---------- Text shown ----------

1. Field of the Invention
The present invention relates to a light-emitting element display device, and more particularly to a light-emitting element display device that performs display by causing a light-emitting element as a self-luminous body arranged in each of pixels to emit light.
2. Description of the Related Art
In recent years, an image display device (hereinafter referred to as an “organic EL (Electro-luminescent) display device”) using a self-luminous body called an organic light-emitting diode (OLED) has been put to practical use. Since the self-luminous body is used, the organic EL display device is superior in terms of visibility and response speed compared to a related-art liquid crystal display device, and in addition, a further reduction in thickness is possible in the organic EL display device because an auxiliary lighting device such as a backlight is not necessary.
For color display in such an organic EL display device, mainly, the organic EL display device includes light-emitting elements that respectively emit lights of three colors of R (red), G (green), and B (blue) in respective pixels in some cases, while, in other cases, the organic EL display device causes a light-emitting element to emit only white light and allows the light to transmit respective wavelength ranges of three colors of R, G, and B through color filters of respective pixels. Moreover, for increasing a contrast ratio without increasing power consumption in the liquid crystal display device, it has been known to further provide a W (white) pixel in addition to R, G, and B pixels to increase luminance.
JP 2007-531062 A discloses a display device including a light-emitting layer that emits Y (yellow) light in addition to light-emitting layers that respectively emit R, G, and B lights.

----------

:: Set problem a ::
Report every line of the listing that contains the string "fabric", with case counting.
The text and the listing are unrelated material.

---------- Records to process ----------

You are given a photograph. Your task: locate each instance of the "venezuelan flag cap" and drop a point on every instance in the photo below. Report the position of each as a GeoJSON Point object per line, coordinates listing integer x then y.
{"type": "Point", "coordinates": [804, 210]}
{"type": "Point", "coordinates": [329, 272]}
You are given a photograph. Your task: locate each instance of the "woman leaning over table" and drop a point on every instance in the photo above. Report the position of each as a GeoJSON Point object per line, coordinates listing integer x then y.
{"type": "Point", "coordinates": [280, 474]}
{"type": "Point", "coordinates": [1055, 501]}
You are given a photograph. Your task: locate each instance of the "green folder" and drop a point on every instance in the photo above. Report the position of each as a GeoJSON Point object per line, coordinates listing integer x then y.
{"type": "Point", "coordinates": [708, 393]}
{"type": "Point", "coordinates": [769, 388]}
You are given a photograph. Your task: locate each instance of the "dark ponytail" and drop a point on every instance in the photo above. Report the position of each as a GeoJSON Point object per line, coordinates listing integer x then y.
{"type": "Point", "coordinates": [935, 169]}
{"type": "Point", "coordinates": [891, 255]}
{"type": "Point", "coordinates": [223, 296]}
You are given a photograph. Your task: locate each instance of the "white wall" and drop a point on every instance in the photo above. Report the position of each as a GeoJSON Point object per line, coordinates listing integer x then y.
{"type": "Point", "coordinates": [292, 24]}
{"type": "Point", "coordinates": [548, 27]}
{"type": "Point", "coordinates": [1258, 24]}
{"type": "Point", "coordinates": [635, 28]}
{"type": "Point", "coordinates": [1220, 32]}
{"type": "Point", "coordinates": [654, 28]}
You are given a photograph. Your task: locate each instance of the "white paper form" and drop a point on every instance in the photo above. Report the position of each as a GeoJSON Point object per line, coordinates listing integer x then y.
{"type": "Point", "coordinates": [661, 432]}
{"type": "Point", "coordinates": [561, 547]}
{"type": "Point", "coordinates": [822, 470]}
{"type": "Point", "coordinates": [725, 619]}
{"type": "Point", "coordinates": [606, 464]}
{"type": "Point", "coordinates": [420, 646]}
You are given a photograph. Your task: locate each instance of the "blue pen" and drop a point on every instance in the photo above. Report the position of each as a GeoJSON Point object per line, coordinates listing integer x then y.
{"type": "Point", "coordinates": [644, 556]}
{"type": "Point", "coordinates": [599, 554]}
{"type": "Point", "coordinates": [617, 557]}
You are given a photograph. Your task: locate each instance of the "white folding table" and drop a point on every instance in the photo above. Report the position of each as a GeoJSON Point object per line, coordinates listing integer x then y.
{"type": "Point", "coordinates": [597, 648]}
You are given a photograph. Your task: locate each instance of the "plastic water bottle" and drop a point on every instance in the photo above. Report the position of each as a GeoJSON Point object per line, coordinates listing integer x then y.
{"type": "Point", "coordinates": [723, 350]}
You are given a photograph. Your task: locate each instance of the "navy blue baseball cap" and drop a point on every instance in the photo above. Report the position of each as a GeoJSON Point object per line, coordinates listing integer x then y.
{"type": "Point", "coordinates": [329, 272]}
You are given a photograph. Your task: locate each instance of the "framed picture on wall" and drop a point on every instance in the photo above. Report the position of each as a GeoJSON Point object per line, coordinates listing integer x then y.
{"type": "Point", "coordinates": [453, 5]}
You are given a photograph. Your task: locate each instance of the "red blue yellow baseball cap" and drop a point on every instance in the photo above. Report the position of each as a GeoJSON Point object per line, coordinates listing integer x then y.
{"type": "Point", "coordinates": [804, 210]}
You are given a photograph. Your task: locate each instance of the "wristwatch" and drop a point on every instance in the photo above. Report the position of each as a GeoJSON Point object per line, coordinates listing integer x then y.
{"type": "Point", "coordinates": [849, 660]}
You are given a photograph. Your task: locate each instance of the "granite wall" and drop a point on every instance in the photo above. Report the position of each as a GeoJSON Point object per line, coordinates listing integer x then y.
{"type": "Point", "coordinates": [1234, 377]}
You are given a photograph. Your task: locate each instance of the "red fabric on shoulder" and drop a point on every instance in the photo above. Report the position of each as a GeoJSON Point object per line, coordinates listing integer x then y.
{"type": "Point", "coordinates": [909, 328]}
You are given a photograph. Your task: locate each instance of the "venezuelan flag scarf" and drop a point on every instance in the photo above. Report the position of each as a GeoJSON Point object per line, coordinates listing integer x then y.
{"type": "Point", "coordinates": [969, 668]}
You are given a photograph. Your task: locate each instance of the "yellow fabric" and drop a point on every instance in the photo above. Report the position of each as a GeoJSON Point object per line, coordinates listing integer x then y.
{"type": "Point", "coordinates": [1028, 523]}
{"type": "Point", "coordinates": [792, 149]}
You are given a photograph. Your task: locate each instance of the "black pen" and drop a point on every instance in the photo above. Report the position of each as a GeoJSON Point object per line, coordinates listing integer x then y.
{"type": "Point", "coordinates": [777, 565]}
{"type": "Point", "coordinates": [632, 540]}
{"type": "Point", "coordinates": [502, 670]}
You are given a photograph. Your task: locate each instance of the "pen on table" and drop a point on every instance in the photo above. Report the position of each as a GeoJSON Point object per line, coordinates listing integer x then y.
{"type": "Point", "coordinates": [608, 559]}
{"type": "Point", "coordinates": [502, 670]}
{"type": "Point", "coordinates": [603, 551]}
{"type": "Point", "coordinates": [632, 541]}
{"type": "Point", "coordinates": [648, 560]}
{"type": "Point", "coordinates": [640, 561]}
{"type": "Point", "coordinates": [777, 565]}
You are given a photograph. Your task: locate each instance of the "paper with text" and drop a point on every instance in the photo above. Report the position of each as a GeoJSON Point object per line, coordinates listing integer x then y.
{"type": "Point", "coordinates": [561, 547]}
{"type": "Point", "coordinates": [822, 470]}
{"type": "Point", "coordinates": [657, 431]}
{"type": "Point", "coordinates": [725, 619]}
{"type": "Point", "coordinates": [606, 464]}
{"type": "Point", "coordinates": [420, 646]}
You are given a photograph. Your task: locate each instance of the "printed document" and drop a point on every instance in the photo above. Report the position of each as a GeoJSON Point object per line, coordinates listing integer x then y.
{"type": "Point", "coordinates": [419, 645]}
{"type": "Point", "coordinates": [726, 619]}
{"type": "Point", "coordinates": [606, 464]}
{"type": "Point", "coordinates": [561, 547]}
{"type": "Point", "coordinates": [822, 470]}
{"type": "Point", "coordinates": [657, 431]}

----------

:: Set problem b ::
Based on the text on light-emitting element display devices, answer yes or no to whether each statement agrees with it, quoting the deciding words: (i) the organic EL display device requires a backlight; (ii) JP 2007-531062 A discloses a layer that emits yellow light alongside layers for R, G, and B; (iii) a W pixel is added to the R, G, and B pixels to increase luminance.

:: Exercise result a ::
You are given a photograph. Your task: locate each instance of the "red fabric on shoulder" and drop a point on every instance in the photo above. Report the position of each as a GeoJSON Point object per line, coordinates listing integer x then y.
You are given a photograph. Your task: locate each instance of the "yellow fabric" and drop a point on every instance in the photo above. Report the position of each as a GeoJSON Point object per line, coordinates listing integer x then y.

:: Exercise result b ::
(i) No: "an auxiliary lighting device such as a backlight is not necessary."
(ii) Yes: "a light-emitting layer that emits Y (yellow) light in addition to light-emitting layers that respectively emit R, G, and B lights."
(iii) Yes: "it has been known to further provide a W (white) pixel in addition to R, G, and B pixels to increase luminance."